### Extract to read
>> begin
Do a test run on a piece of CI. Don't fill it up all the way. Then stand it up on end and fill it with water. If it holds water, I would say it was good. Then break the CI and inspect your plug for a uniform seal.


----------



## PLUMBER_BILL (Oct 23, 2009)

plbgbiz said:


> Bill,
> 
> I'm not sure I'm getting the full idea. You have compressed air at the bottom of the chamber and this forces the grout through the tube?
> 
> What keeps the air from bypassing the mud mixture?


 
THE BLACK TUBE HAS TO STAY VERTICLE, I would fill the tube to about 4" from the top, I would take a air supply regulated down to 2-3 pounds and let it hooked up. As morter was forced through the tube more volume of air was applied until all morter was expended then you'd get a woosh. 
You have to get the mix right not too stiff but when the valve was opened it did not run out either, it needed the air to move it.


----------



## Ron (Jun 12, 2008)

Contact BP they will plug the line for you, they know what there doing, might take a few months but what the hey. :laughing: JK Only meant for a laugh Back On Topic.


----------



## Redwood (Sep 8, 2008)

Hey John,

We have done quite a few jobs around here where lines to the city sewer were being abandoned.

The cities we have done this in allow us to shoot a liner coming within 2' of the city line. The liner is clamped shut on the end, dead ending the line and keeping ground water and soil from washing into the city sewer. That saves some big bux not having to dig the busy street. Of course you'l have to reestablish the other line.


----------
>> end
### Information shown
>> begin
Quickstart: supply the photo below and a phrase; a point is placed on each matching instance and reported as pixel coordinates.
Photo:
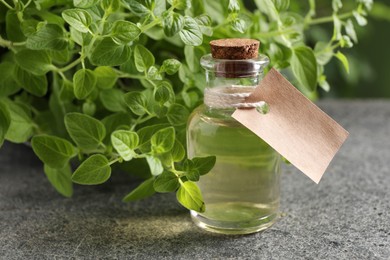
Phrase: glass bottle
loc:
(242, 191)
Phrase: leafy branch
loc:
(106, 82)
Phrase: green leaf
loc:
(84, 3)
(107, 53)
(143, 58)
(89, 108)
(87, 132)
(180, 4)
(124, 32)
(21, 127)
(323, 52)
(113, 100)
(36, 62)
(60, 179)
(171, 66)
(336, 5)
(84, 82)
(281, 5)
(94, 170)
(204, 22)
(178, 114)
(163, 140)
(111, 5)
(304, 67)
(78, 19)
(166, 182)
(34, 84)
(191, 33)
(350, 30)
(106, 77)
(154, 73)
(145, 134)
(343, 60)
(204, 164)
(164, 93)
(345, 42)
(336, 27)
(268, 7)
(234, 6)
(172, 23)
(144, 190)
(116, 121)
(239, 25)
(124, 143)
(137, 8)
(48, 37)
(13, 27)
(136, 101)
(8, 84)
(155, 165)
(54, 151)
(5, 121)
(178, 152)
(190, 197)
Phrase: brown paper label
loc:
(294, 126)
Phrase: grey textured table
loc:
(346, 216)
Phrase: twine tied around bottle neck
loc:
(233, 97)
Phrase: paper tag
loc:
(295, 127)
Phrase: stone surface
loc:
(346, 216)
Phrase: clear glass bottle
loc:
(242, 191)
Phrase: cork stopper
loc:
(234, 49)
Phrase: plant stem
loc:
(9, 44)
(70, 65)
(7, 5)
(272, 33)
(140, 120)
(128, 75)
(328, 19)
(150, 25)
(114, 161)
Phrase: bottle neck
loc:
(229, 82)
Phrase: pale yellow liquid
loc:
(241, 192)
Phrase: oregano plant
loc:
(96, 83)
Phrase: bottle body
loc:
(242, 191)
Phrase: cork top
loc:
(234, 49)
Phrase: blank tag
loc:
(294, 126)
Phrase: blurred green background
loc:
(369, 59)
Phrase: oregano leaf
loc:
(124, 143)
(143, 58)
(191, 33)
(84, 82)
(36, 62)
(5, 121)
(48, 37)
(163, 140)
(108, 53)
(166, 182)
(124, 32)
(343, 60)
(190, 197)
(155, 165)
(304, 67)
(60, 179)
(34, 84)
(94, 170)
(144, 190)
(86, 131)
(78, 18)
(54, 151)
>> end
### Work to be completed
Can you duplicate the part of the plumbing thread above, starting with "## Ron (Jun" and going on through "were being abandoned."?

### The solution
## Ron (Jun 12, 2008)

Contact BP they will plug the line for you, they know what there doing, might take a few months but what the hey. :laughing: JK Only meant for a laugh Back On Topic.


----------



## Redwood (Sep 8, 2008)

Hey John,

We have done quite a few jobs around here where lines to the city sewer were being abandoned.